Der Beklagte, vertreten durch Amtsgerichtsrat z. Wv. K. vom Allgemeinen Beamtenschutzbund (ABSB) e.V. – Landesverband Hessen-Rheinland-Pfalz e.V. –, hat von einer Stellungnahme zur Revision der Klägerin abgesehen, da die Zulässigkeit des Rechtsweges von Amts wegen zu prüfen sei.
Entscheidungsgründe
II
1.) Der Senat hat zunächst geprüft, ob der Beklagte sich vor dem Bundessozialgericht (BSG) durch einen „Rechtsbeirat” des ABSB – Landesverband Hessen-Rheinland-Pfalz e.V. – vertreten lassen kann. Nach § 166 Abs. 2 SGG sind als Prozeßbevollmächtigte vor dem BSG die Mitglieder und Angestellten von Gewerkschaften, von selbständigen Vereinigungen von Arbeitnehmern mit sozial- oder berufspolitischer Zwecksetzung und von bestimmten anderen, hier nicht in Betracht kommenden Verbänden zugelassen, sofern sie kraft Satzung oder Vollmacht zur Prozeßvertretung befugt sind. Der ABSB ist ebenso wie seine Untergliederungen (Landesverbände) keine „Gewerkschaft” im Sinne des § 166 Abs. 2 SGG, da er nicht tariffähig ist (vgl. BAG 4 S. 351 = AP Nr. 11 zu § 11 ArbGG 1953). Der ABSB gehört jedoch zu den selbständigen Arbeitnehmervereinigungen mit sozial- oder berufspolitischer Zwecksetzung. Er erstrebt nach § 2 seiner (Landesverbands-)Satzung vom 15. Januar 1953 „die Anerkennung und Verwirklichung der auf Verfassung und Gesetz beruhenden Ansprüche der Beamten und Hinterbliebenen”, verfolgt also berufspolitische Interessen seiner Mitglieder. Nach § 5 der Satzung können Mitglieder alle Beamten, Beamtenanwärter, Ruhestandsbeamten und deren Hinterbliebene werden, wobei es jedenfalls in diesem Zusammenhang nicht zu beanstanden ist, daß der ABSB unter Beamten auch solche Angestellte versteht, deren Rechtsstellung derjenigen der Beamten im wesentlichen entspricht, was namentlich für die DO-Angestellten der Krankenkassen zutrifft. Da der ABSB seinen Mitgliederkreis hiernach auf Arbeitnehmer im weiteren Sinne beschränkt und seine Verbandszwecke aus Beiträgen der Mitglieder finanziert (vgl. § 15 der Satzung), erfüllt er auch das Merkmal der Selbständigkeit, von der nur gesprochen werden kann, wenn der Verband weder von der Gegenseite (Arbeitgeber) wirtschaftlich abhängig ist noch von ihr dadurch beeinflußt werden kann, daß er Vertretern der Gegenseite den Erwerb der Mitgliedschaft gestattet (vgl. Dietz-Nikisch, Arbeitsgerichtsgesetz 1953, § 11 Randnr. 57 f). Der Vertreter des Beklagten – Amtsgerichtsrat z. Wv. K. – ist somit als Angestellter bzw. Mitglied des ABSB, der ihn durch den Landesverbandsvorstand Hessen-Rheinland-Pfalz mit der Prozeßvertretung seiner Mitglieder beauftragt hat, als Prozeßbevollmächtigter nach § 166 Abs. 2 SGG legitimiert.
◇ ◇ ◇ ◇ ◇
## AUFGABE A
Nenne aus den Zeilen unten jede Zeile, die die Zeichenfolge „roof“ enthält, und gib sie unverändert wieder. Groß- und Kleinschreibung ist dabei zu beachten.

[Daten zur Koordinatenbeschriftung]
◇ ◇ ◇ ◇ ◇
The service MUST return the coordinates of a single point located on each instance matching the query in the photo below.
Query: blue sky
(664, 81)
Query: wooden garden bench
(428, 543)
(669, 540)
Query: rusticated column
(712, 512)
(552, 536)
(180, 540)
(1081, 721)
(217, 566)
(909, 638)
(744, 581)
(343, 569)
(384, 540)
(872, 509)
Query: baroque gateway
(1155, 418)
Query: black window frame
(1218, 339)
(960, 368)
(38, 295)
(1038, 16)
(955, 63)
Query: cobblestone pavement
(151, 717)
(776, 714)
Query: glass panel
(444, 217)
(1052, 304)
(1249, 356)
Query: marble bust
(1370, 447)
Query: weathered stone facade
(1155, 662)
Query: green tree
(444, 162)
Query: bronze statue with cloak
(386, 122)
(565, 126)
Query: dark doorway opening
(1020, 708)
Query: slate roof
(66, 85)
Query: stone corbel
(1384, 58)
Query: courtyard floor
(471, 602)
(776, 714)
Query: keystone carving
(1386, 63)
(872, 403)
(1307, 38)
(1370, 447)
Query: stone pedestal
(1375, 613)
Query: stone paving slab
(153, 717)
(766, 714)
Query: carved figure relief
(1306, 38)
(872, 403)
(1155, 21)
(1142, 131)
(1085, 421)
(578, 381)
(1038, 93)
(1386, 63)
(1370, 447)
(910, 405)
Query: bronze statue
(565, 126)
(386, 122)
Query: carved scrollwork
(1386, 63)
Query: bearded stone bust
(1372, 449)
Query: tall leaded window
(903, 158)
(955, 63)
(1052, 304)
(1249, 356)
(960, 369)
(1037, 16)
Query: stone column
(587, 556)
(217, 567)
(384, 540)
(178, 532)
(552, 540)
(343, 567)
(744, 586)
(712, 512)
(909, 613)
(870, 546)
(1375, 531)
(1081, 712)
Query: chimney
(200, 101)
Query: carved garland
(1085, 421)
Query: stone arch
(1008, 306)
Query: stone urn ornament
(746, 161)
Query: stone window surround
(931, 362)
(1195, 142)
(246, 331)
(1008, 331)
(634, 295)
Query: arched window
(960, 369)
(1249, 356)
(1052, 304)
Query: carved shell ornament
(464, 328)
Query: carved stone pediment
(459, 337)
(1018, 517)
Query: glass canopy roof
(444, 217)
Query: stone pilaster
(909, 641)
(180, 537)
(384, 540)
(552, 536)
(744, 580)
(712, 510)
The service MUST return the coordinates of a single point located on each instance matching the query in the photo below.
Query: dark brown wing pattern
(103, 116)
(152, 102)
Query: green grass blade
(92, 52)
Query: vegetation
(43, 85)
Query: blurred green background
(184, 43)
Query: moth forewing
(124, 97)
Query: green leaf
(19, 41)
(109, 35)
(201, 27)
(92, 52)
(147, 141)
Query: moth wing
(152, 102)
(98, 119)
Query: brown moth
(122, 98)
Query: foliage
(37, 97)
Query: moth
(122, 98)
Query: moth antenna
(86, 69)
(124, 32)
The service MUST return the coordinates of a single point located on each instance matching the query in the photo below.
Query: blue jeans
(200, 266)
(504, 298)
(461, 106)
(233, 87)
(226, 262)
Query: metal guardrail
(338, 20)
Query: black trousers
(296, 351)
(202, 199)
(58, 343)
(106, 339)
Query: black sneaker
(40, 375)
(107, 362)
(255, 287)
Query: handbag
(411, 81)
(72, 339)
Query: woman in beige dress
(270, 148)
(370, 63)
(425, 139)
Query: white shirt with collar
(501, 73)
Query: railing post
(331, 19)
◇ ◇ ◇ ◇ ◇
## AUFGABE B
Aus welchem Grund ist der ABSB laut dem Dokumentauszug keine Gewerkschaft im Sinne des § 166 Abs. 2 SGG?

## ERWARTETE AUSGABE A
Query: slate roof
Query: glass canopy roof

## ERWARTETE AUSGABE B
Weil er nicht tariffähig ist.